Na crítica a quase todos os programas da agenda revolucionária que lhe era contemporânea, Debord definia a revolução como o ato que haveria de reivindicar o viver do tempo histórico, e isso só seria possível na revolução da vida cotidiana. Para os situacionistas, o proletariado é o sujeito da revolução, e por proletariado definem a imensa maioria dos trabalhadores que perderam qualquer controle sobre sua vida. A disseminação das pseudo-necessidades afirma a proletarização, assim, o espaço da revolução não poderia mais ser somente o da produção mas o espaço da vida social, o espaço do cotidiano, e não seriam apenas as condições objetivas da materialidade desse mundo que poderiam instrumentalizar o surgimento da revolução, mas a condição subjetiva da grande recusa.
Os situacionistas enfatizavam a recusa em bloco das condições existentes e faziam dessa recusa um princípio epistemológico - "a compreensão deste mundo só pode basear-se na contestação. E esta só tem verdade e realismo, enquanto contestação da totalidade" (DEBORD, in JAPPÉ, 1999: 39). A recusa total, a contestação total, passa pela "multidão de atos espontâneos tendentes a modificar radicalmente o espaço-tempo atribuído pela classe dominante" (GOMBIN, 1972: 92).
Os situacionistas sugerem na luta revolucionária a larga experiência histórica do movimento conselhista, a experiência de "correntes revolucionárias radicais", animadas por um projeto: "o projeto do homem total, uma vontade de viver totalmente à qual Marx teria sido o primeiro a dar uma tática de realização científica" (VANEIGEM, 1980: 69). A supressão do poder, do mundo das pseudo-necessidades (esse é o poder de fato), também realizaria a arte. Para os situacionistas a arte sempre foi a mais alta forma do trabalho criador. E foi na crítica da arte contemporânea que o movimento inicialmente construiu sua crítica da sociedade espetáculo.

**Pedido a**
Transcreva do texto sobre os situacionistas o trecho que começa com as palavras que contêm "Na crítica a" e termina em "da grande recusa.".

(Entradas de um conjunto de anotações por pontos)

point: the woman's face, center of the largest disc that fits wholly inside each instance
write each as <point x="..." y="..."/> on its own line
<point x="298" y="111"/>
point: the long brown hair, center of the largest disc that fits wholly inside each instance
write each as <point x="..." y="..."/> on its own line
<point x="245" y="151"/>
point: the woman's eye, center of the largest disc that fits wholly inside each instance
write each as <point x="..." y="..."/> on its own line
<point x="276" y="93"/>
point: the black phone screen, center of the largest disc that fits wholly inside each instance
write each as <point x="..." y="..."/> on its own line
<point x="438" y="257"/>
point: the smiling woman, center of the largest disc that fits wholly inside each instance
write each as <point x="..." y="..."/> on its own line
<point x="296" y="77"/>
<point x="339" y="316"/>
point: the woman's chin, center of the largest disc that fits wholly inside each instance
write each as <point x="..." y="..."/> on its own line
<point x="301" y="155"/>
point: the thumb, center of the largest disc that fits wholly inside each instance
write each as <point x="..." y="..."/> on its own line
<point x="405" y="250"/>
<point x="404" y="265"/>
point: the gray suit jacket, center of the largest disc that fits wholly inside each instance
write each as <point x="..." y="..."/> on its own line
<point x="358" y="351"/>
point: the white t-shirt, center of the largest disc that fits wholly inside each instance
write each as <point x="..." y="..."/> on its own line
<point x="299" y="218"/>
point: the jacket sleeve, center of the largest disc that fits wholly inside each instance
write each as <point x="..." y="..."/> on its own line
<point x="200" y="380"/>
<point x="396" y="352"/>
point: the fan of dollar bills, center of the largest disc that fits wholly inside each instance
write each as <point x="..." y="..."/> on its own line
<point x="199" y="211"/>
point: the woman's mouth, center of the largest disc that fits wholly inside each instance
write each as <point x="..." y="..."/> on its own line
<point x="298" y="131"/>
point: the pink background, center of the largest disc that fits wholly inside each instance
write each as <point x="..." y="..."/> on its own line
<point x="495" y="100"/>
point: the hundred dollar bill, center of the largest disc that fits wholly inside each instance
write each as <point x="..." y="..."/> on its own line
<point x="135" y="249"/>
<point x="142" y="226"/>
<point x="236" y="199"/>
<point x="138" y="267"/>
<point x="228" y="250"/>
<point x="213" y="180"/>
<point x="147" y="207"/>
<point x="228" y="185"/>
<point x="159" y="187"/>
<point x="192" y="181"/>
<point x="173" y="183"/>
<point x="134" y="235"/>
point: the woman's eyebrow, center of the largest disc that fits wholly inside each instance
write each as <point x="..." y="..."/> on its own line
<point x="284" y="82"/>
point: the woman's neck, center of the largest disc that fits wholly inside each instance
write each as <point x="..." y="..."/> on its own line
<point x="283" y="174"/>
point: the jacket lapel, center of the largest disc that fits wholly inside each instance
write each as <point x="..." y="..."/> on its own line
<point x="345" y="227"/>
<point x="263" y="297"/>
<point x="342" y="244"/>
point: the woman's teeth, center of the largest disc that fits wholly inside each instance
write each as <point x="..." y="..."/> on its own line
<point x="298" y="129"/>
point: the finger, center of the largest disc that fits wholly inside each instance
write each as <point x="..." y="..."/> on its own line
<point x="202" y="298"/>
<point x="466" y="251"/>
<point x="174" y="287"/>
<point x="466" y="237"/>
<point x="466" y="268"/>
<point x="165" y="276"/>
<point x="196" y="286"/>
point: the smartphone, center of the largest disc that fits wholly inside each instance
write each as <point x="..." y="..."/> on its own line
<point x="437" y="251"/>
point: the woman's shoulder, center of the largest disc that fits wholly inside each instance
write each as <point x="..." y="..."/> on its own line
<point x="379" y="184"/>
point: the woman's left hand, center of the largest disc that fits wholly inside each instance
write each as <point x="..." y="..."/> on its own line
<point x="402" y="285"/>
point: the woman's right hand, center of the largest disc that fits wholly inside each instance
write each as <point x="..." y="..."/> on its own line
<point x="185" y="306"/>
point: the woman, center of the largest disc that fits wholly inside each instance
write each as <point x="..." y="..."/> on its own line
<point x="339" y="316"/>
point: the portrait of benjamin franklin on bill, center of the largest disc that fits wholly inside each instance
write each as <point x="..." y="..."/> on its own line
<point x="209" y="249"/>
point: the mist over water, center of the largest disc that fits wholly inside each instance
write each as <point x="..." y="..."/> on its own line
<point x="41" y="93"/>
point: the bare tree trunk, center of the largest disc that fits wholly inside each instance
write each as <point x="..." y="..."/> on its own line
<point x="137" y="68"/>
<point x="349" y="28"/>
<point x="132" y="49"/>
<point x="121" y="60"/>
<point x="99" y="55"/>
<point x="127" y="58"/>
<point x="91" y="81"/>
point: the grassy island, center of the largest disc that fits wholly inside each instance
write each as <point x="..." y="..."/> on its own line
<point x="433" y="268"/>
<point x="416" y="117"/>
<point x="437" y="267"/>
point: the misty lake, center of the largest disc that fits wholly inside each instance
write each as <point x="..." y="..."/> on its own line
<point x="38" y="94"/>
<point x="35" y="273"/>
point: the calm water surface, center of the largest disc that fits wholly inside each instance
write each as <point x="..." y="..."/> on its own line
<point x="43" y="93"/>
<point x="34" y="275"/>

**Pedido b**
Por favor, encontre nas entradas acima todas as linhas que contêm a palavra "dollar" e copie-as, diferenciando maiúsculas de minúsculas.

**Solução do exercício a**
Na crítica a quase todos os programas da agenda revolucionária que lhe era contemporânea, Debord definia a revolução como o ato que haveria de reivindicar o viver do tempo histórico, e isso só seria possível na revolução da vida cotidiana. Para os situacionistas, o proletariado é o sujeito da revolução, e por proletariado definem a imensa maioria dos trabalhadores que perderam qualquer controle sobre sua vida. A disseminação das pseudo-necessidades afirma a proletarização, assim, o espaço da revolução não poderia mais ser somente o da produção mas o espaço da vida social, o espaço do cotidiano, e não seriam apenas as condições objetivas da materialidade desse mundo que poderiam instrumentalizar o surgimento da revolução, mas a condição subjetiva da grande recusa.

**Solução do exercício b**
point: the fan of dollar bills, center of the largest disc that fits wholly inside each instance
point: the hundred dollar bill, center of the largest disc that fits wholly inside each instance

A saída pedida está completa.